__Problem to work on__.
Pick out every line in the listing below that contains the word "throw", and copy each one.

__Task data__.

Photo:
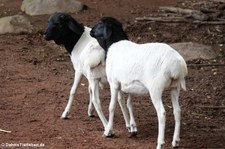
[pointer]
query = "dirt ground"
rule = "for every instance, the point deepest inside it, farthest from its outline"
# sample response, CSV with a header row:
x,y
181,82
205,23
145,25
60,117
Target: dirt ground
x,y
36,76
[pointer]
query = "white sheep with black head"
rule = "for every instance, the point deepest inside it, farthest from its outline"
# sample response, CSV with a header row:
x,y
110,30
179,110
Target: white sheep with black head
x,y
141,69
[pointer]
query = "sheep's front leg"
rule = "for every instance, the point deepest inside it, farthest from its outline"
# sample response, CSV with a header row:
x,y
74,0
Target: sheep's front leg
x,y
133,127
76,82
96,101
123,108
109,129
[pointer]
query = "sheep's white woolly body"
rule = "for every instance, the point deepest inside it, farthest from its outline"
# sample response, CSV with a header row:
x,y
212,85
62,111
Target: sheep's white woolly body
x,y
144,68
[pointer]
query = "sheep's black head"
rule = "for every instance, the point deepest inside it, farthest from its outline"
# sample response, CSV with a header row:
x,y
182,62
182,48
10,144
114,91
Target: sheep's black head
x,y
63,29
108,31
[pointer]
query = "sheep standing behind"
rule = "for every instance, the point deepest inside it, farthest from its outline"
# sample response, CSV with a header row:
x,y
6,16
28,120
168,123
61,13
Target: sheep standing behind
x,y
87,57
141,69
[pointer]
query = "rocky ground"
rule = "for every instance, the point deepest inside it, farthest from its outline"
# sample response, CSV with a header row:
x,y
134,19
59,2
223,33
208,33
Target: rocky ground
x,y
36,76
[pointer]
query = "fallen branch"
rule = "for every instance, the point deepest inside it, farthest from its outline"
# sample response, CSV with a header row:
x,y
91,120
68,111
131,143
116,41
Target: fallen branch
x,y
204,65
212,107
6,131
178,20
164,19
198,15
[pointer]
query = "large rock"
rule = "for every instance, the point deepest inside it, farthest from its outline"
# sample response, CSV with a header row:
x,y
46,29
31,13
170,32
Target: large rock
x,y
15,24
39,7
191,51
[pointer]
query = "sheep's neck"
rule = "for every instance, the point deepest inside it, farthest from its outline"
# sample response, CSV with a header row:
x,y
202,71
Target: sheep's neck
x,y
113,39
70,42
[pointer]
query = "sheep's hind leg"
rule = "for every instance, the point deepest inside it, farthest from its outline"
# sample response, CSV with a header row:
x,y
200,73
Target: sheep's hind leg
x,y
133,127
112,106
123,108
156,96
76,82
90,106
177,116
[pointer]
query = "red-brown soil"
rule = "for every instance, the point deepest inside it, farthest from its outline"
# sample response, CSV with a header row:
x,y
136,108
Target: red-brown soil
x,y
36,76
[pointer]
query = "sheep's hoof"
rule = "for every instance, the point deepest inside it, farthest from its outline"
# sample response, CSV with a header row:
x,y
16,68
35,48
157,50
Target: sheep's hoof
x,y
65,115
175,144
133,134
110,134
91,115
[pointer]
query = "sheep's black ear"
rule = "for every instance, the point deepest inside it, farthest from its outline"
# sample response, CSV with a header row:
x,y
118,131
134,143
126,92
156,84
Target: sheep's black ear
x,y
74,26
107,32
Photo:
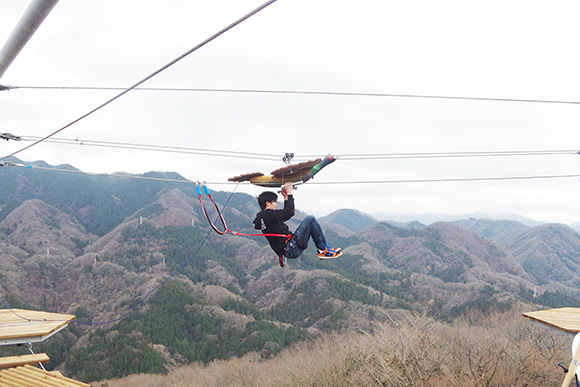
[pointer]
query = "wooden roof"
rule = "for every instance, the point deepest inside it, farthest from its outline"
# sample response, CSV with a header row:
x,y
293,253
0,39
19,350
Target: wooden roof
x,y
566,319
29,376
20,326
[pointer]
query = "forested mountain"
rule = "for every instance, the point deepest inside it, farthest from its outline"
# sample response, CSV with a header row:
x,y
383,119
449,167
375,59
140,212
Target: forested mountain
x,y
97,247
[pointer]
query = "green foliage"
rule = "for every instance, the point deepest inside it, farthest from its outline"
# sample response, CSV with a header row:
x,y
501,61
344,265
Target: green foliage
x,y
242,307
486,302
184,325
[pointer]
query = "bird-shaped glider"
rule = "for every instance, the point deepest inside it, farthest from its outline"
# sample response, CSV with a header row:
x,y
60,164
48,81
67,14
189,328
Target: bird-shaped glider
x,y
296,173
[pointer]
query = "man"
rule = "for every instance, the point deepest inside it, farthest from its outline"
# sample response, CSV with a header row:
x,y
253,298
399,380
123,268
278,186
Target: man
x,y
271,221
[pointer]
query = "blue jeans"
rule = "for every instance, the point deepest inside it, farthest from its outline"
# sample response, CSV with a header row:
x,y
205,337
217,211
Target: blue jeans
x,y
308,228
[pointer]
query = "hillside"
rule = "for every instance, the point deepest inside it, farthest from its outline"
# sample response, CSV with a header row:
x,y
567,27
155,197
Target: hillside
x,y
223,296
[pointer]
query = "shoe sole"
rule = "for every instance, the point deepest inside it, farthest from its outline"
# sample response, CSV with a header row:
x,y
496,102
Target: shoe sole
x,y
332,257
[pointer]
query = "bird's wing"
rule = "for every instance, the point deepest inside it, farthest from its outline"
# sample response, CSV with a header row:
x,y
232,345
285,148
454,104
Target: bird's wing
x,y
295,168
246,176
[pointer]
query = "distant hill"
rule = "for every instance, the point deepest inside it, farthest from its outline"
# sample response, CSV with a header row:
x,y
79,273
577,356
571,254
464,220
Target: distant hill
x,y
353,220
497,230
94,246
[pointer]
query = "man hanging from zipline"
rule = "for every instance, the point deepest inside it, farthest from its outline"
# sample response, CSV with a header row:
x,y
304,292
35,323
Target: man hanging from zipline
x,y
271,220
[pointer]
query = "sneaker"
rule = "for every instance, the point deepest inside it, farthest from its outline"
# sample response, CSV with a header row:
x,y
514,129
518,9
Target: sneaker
x,y
329,253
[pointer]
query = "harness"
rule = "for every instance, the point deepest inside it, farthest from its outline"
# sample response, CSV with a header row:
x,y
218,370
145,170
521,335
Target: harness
x,y
226,229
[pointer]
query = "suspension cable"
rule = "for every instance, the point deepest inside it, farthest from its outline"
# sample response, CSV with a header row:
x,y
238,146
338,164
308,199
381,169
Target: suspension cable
x,y
125,91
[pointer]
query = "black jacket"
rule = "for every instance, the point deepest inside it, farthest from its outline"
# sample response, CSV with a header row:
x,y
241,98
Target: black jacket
x,y
272,222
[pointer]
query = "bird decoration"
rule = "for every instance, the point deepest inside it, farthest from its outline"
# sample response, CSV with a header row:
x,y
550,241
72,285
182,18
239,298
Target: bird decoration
x,y
294,173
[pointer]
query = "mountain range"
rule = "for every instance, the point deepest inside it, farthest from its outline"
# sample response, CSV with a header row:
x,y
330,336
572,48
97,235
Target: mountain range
x,y
135,260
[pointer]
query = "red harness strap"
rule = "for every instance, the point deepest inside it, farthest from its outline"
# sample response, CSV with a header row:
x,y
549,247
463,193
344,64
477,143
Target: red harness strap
x,y
223,221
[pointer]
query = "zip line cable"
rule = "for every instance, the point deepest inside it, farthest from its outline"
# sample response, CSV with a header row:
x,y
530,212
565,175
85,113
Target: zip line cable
x,y
142,300
304,92
352,182
264,156
157,148
125,91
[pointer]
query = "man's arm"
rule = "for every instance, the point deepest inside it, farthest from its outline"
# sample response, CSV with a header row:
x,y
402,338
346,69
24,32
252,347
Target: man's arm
x,y
287,190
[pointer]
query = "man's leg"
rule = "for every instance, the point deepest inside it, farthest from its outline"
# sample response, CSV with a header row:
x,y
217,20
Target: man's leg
x,y
310,228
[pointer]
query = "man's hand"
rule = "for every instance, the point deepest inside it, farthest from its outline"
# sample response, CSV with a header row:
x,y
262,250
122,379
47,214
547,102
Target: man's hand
x,y
287,190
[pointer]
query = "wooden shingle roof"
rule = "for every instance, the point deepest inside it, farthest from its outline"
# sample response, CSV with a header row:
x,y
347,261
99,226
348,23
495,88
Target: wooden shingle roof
x,y
29,376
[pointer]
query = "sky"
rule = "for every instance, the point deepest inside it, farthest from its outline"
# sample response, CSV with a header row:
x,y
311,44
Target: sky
x,y
355,56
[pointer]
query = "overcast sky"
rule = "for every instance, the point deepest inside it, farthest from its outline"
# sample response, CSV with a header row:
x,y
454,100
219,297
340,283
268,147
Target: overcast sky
x,y
482,49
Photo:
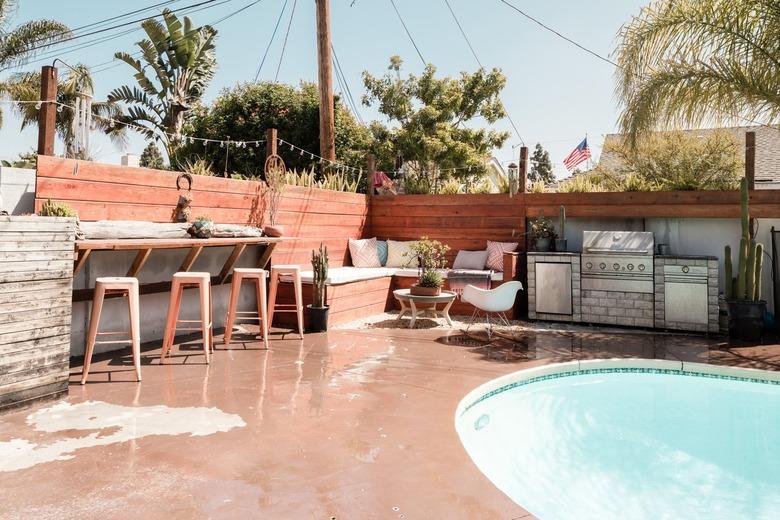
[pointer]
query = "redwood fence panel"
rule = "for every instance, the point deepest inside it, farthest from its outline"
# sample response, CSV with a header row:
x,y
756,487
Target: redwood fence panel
x,y
112,192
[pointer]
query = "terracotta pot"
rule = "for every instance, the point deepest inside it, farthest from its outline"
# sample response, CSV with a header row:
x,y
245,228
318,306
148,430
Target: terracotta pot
x,y
416,290
274,231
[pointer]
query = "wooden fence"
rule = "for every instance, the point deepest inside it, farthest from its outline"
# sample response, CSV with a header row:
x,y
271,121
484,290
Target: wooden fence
x,y
112,192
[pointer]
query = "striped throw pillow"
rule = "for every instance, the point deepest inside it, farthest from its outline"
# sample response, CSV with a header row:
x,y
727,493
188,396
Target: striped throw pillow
x,y
496,252
364,253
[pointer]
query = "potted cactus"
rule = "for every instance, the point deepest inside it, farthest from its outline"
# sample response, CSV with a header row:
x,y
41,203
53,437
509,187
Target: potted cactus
x,y
743,292
318,311
560,243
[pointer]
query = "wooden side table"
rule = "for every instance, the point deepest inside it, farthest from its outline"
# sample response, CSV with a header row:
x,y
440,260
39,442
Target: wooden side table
x,y
409,303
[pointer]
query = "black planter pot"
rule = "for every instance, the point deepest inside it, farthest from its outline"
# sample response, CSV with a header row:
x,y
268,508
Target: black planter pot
x,y
746,319
318,318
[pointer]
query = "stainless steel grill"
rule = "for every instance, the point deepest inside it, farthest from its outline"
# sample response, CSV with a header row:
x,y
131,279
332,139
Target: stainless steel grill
x,y
618,261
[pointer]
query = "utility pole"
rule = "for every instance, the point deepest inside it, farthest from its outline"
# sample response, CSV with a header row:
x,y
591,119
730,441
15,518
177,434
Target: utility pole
x,y
325,65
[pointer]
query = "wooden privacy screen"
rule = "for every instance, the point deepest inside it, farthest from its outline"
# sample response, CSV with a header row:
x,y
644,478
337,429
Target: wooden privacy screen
x,y
113,192
460,221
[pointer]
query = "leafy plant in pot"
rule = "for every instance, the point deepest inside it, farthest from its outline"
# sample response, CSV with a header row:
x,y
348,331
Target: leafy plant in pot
x,y
743,292
318,311
431,256
542,233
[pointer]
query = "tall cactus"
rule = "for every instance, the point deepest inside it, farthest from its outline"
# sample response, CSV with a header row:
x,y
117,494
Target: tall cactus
x,y
319,264
748,280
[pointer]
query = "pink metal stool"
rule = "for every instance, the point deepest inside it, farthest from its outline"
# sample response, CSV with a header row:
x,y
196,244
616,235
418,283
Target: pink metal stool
x,y
293,272
180,282
105,286
240,275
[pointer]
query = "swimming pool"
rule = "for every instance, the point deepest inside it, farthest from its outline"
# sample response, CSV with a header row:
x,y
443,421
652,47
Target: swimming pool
x,y
630,439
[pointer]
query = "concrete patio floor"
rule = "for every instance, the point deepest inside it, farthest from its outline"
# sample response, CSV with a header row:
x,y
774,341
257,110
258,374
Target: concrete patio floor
x,y
349,424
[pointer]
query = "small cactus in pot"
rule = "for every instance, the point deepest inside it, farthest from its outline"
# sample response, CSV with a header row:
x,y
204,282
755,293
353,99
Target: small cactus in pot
x,y
318,310
743,291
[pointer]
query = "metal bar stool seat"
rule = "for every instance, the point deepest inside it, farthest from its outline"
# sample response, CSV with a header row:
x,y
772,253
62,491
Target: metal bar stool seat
x,y
240,275
112,285
181,281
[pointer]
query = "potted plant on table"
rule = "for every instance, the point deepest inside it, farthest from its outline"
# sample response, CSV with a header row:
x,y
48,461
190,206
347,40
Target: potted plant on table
x,y
541,232
318,311
431,257
743,293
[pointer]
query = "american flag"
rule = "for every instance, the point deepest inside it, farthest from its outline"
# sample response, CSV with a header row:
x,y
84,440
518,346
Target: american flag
x,y
578,155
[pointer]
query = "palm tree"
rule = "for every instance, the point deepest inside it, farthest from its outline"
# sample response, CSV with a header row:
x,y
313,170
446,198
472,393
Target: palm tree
x,y
685,63
19,43
27,87
181,62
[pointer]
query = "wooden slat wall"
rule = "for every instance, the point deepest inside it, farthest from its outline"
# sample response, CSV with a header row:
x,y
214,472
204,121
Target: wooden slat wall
x,y
112,192
460,221
36,280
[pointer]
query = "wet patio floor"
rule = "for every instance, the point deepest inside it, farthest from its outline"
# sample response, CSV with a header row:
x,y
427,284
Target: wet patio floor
x,y
349,424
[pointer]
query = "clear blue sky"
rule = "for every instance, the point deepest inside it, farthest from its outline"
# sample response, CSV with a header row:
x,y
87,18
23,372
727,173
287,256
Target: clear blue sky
x,y
555,92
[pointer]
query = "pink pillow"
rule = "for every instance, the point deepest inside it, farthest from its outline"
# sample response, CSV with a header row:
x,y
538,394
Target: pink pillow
x,y
496,252
364,253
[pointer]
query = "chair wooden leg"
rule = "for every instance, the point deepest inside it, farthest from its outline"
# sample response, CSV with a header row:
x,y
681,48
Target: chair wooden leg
x,y
299,302
94,321
272,299
173,315
204,317
135,329
235,288
262,311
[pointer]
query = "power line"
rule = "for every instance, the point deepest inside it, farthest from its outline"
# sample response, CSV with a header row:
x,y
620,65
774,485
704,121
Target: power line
x,y
474,53
271,41
408,33
286,35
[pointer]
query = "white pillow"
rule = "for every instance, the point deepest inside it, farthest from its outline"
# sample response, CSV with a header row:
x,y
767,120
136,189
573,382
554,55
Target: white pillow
x,y
364,253
470,260
400,254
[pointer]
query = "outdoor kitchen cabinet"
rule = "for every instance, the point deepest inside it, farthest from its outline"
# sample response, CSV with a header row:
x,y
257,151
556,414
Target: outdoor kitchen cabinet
x,y
554,286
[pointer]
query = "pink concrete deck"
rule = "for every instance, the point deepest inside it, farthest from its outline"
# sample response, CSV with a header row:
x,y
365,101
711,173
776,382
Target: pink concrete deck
x,y
353,424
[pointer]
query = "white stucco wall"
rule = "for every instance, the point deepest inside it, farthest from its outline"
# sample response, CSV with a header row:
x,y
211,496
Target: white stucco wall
x,y
17,190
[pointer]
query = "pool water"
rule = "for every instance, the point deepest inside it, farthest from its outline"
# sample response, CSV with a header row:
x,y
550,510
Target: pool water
x,y
631,446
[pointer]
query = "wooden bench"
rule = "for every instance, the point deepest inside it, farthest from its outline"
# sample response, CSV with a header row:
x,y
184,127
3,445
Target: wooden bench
x,y
353,300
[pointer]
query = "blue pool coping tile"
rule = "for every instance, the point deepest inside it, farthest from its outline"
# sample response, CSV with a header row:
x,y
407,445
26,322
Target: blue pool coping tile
x,y
621,370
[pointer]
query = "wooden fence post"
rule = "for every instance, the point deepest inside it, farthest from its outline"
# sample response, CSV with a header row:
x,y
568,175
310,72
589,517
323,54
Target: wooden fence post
x,y
270,142
750,159
522,177
47,115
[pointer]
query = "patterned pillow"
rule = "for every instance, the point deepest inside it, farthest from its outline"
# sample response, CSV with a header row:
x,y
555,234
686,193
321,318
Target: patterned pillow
x,y
400,254
364,253
496,252
381,249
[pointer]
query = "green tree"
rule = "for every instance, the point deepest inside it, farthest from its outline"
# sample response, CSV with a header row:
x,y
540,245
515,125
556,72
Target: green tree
x,y
431,115
27,87
684,63
246,111
541,166
178,64
19,43
669,161
152,158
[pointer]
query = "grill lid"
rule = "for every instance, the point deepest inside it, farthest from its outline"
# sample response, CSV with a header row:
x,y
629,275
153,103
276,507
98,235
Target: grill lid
x,y
634,242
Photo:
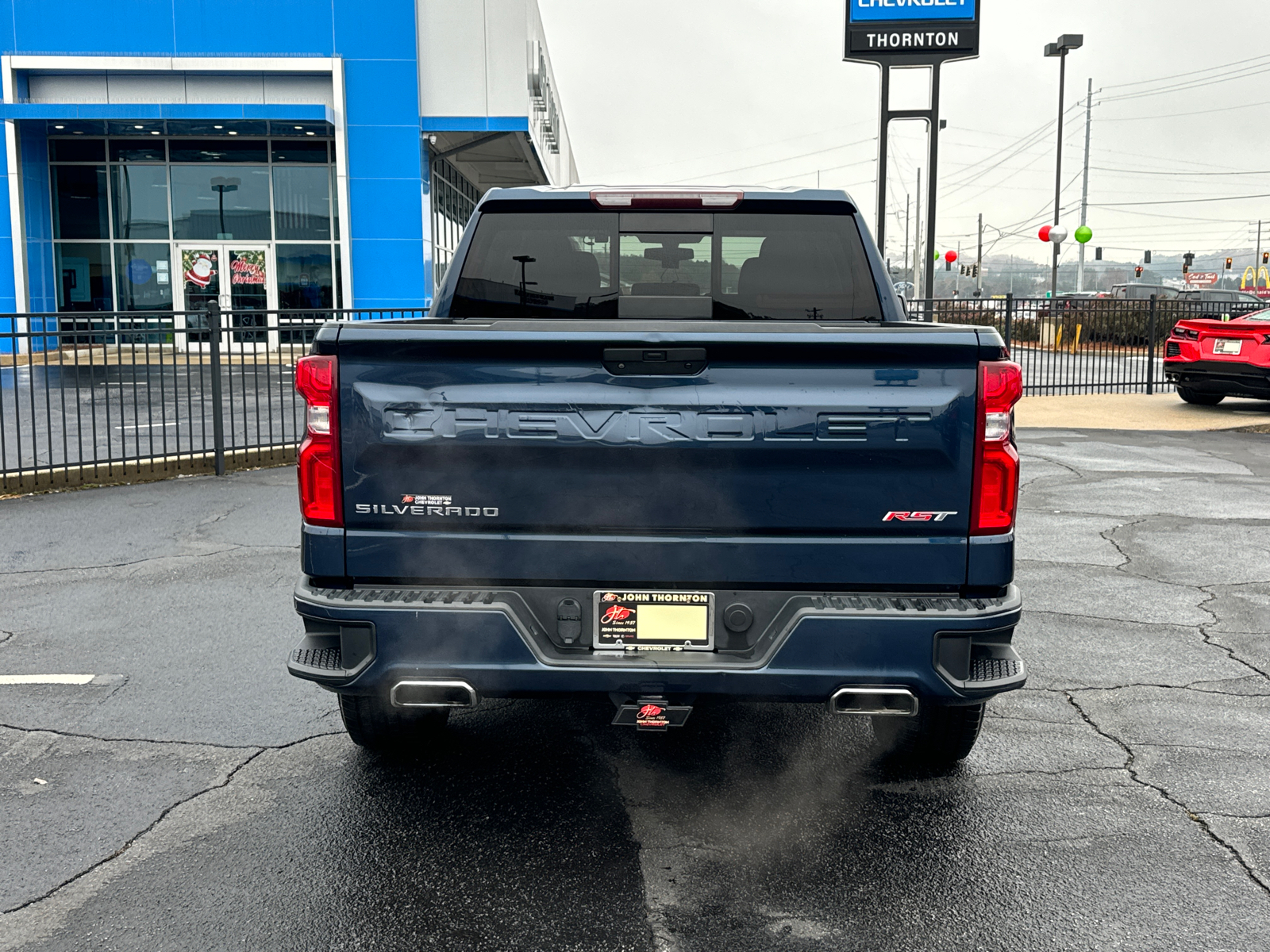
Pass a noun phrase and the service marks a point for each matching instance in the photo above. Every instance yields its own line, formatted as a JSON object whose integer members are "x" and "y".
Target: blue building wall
{"x": 375, "y": 40}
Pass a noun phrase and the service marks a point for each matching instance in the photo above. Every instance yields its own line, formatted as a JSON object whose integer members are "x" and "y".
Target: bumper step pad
{"x": 994, "y": 670}
{"x": 324, "y": 659}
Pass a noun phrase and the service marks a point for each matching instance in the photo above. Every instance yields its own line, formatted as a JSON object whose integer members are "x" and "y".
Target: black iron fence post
{"x": 214, "y": 329}
{"x": 1010, "y": 319}
{"x": 1151, "y": 348}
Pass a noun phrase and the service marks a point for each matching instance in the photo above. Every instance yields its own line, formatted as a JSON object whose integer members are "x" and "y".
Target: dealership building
{"x": 279, "y": 155}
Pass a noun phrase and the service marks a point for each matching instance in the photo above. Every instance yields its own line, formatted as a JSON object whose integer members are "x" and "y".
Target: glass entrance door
{"x": 241, "y": 279}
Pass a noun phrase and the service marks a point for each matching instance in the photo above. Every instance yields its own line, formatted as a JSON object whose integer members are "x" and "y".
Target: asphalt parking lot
{"x": 194, "y": 797}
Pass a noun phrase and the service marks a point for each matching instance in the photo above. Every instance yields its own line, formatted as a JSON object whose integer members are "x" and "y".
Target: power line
{"x": 1193, "y": 73}
{"x": 1174, "y": 116}
{"x": 787, "y": 159}
{"x": 1187, "y": 86}
{"x": 1151, "y": 171}
{"x": 1180, "y": 201}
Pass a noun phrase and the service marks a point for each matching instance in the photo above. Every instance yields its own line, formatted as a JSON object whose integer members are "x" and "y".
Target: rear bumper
{"x": 1219, "y": 378}
{"x": 937, "y": 647}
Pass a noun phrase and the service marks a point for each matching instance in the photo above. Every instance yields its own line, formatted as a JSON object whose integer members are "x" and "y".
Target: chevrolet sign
{"x": 918, "y": 31}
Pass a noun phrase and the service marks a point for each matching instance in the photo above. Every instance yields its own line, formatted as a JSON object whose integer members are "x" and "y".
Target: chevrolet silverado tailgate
{"x": 711, "y": 455}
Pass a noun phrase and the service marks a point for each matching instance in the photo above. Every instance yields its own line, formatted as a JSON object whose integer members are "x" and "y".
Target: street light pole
{"x": 1085, "y": 186}
{"x": 1066, "y": 44}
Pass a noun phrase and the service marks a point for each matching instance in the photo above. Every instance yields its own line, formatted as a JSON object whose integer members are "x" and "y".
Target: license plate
{"x": 654, "y": 621}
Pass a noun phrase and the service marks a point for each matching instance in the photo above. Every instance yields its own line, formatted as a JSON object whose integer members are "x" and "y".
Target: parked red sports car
{"x": 1210, "y": 359}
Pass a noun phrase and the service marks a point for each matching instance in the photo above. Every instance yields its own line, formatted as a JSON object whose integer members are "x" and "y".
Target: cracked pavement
{"x": 198, "y": 797}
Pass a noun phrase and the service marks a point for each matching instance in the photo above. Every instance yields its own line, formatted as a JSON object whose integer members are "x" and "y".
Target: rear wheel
{"x": 375, "y": 724}
{"x": 933, "y": 740}
{"x": 1194, "y": 397}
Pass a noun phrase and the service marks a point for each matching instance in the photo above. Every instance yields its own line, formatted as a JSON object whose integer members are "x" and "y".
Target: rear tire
{"x": 933, "y": 742}
{"x": 375, "y": 724}
{"x": 1194, "y": 397}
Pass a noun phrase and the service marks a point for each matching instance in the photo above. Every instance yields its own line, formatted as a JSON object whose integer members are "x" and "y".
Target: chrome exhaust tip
{"x": 433, "y": 693}
{"x": 874, "y": 702}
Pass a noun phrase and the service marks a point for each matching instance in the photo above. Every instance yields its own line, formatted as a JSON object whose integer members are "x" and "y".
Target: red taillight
{"x": 666, "y": 197}
{"x": 321, "y": 492}
{"x": 996, "y": 461}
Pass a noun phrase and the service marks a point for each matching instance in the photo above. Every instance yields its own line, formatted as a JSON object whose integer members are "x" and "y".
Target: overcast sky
{"x": 741, "y": 92}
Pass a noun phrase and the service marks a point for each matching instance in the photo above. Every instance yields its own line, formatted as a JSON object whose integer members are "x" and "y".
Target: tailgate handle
{"x": 662, "y": 362}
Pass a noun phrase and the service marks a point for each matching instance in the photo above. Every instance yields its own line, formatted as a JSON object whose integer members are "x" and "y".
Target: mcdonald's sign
{"x": 1259, "y": 283}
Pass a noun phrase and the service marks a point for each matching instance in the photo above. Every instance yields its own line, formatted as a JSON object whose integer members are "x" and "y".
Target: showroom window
{"x": 130, "y": 211}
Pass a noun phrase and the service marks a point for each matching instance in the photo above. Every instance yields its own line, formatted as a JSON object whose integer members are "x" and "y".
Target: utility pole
{"x": 1085, "y": 187}
{"x": 978, "y": 263}
{"x": 907, "y": 205}
{"x": 1257, "y": 262}
{"x": 918, "y": 254}
{"x": 1066, "y": 44}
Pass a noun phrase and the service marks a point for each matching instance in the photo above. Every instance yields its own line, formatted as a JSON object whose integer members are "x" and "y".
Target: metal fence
{"x": 90, "y": 397}
{"x": 1083, "y": 344}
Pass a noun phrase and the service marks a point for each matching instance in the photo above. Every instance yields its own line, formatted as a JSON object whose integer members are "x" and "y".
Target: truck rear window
{"x": 666, "y": 264}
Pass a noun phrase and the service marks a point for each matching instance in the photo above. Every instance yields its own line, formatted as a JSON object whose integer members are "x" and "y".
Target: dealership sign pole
{"x": 911, "y": 33}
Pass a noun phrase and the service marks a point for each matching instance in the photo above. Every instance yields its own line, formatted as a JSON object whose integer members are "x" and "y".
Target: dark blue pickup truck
{"x": 664, "y": 446}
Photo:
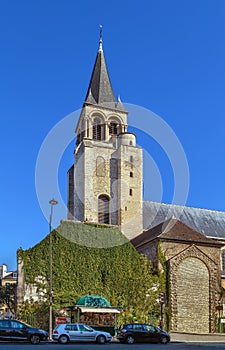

__Task response__.
query = "striped throw pillow"
Target: striped throw pillow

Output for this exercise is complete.